**Reading text**
──────────────────────────────
1) You have to love repetition! Think running laps around a track is boring? Telling a child not to climb on the furniture over and over is no picnic either. Or my personal favorite, "get your finger out of your nose!" (said while at a restaurant, a wedding, or any other equally embarrassing place).

2) You need pipes! Not the kind in your bathroom. I'm talking about big arm muscles. You have to lift strollers into and out of your car several times a day. Carry a baby around in one arm while using your other arm for various things. If you have one of those infant car seats that snap into your stroller, you'll need extra arm strength to carry said baby and car seat around. Those things are heavy! And god forbid stairs are involved. You'll need a body like Arnold Schwarzenegger to lift your baby in a car seat up stairs.

3) Patience like you've never had before! Those little bundles of joy will test you over and over again. You'll notice the "testing" around the time your baby has his or her first taste of cereal. After a few weeks the cereal will not be as exciting to the baby anymore and he'll chuck the bowl off his highchair. This will be amusing to him, especially if he gets a reaction from you, and this new skill will continue on until at least 18-months. Which brings me to my next quality.

4) The broom is mightier than yelling! You'll have to clean like you've never cleaned before (reread #1 about repetition for full effect). Breakfast - baby throws food on floor, chucks bowl, spoon etc., takes off bib and messes up clothes, rubs hands full of cereal all over her head (and creates the "Something About Mary" look), discovers spewing is more fun than swallowing etc. Lunch - more of same but now you've probably served foods that stain a bit more AND you've spent most of the morning getting the highchair, baby, utensils etc. cleaned up for lunch. Dinner - you've spent more time preparing the meal that will be thrown, mushed, squished and are a little less patient about the mess. You've also cleaned up the mess twice already. Snacks - in between meal messes (squishy banana is a favorite to clean up).

5) Spatial skills! If you don't drive a mini-van or large SUV, you'll need to figure out how to contract your stroller and fit it in the back of your car quickly. If you live in a cold or wet climate, you'll need to do this lightning fast. Good luck with that one. And forget about putting together baby toys, cribs, high chairs, strollers, installing car seats properly etc. Hire professionals for all those things. Avoid anything that says, "light assembly required", if you do not possess spatial and/or mechanical skills. I don't think there is a course to take for any of those skills but I could be wrong.
──────────────────────────────
**Supplied entries**
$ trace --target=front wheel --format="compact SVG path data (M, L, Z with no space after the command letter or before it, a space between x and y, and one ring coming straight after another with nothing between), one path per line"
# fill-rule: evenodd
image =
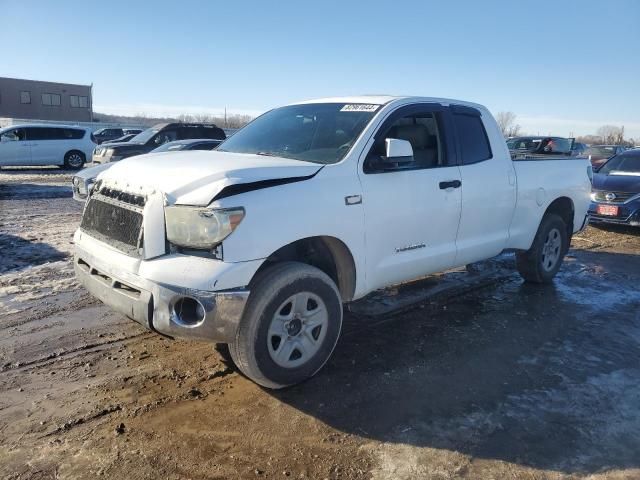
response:
M516 253L516 265L527 282L549 283L553 280L569 250L567 224L555 213L546 214L531 248Z
M229 351L236 366L268 388L300 383L333 352L342 327L338 289L324 272L297 262L261 272Z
──────────────────────────────
**Tasks to complete**
1. List the heading that opens each numbered point in the parenting text above.
2. Reproduce the stretch of the parenting text from "3) Patience like" through "my next quality.".

**Task-by-task answers**
1.
1) You have to love repetition!
2) You need pipes!
3) Patience like you've never had before!
4) The broom is mightier than yelling!
5) Spatial skills!

2.
3) Patience like you've never had before! Those little bundles of joy will test you over and over again. You'll notice the "testing" around the time your baby has his or her first taste of cereal. After a few weeks the cereal will not be as exciting to the baby anymore and he'll chuck the bowl off his highchair. This will be amusing to him, especially if he gets a reaction from you, and this new skill will continue on until at least 18-months. Which brings me to my next quality.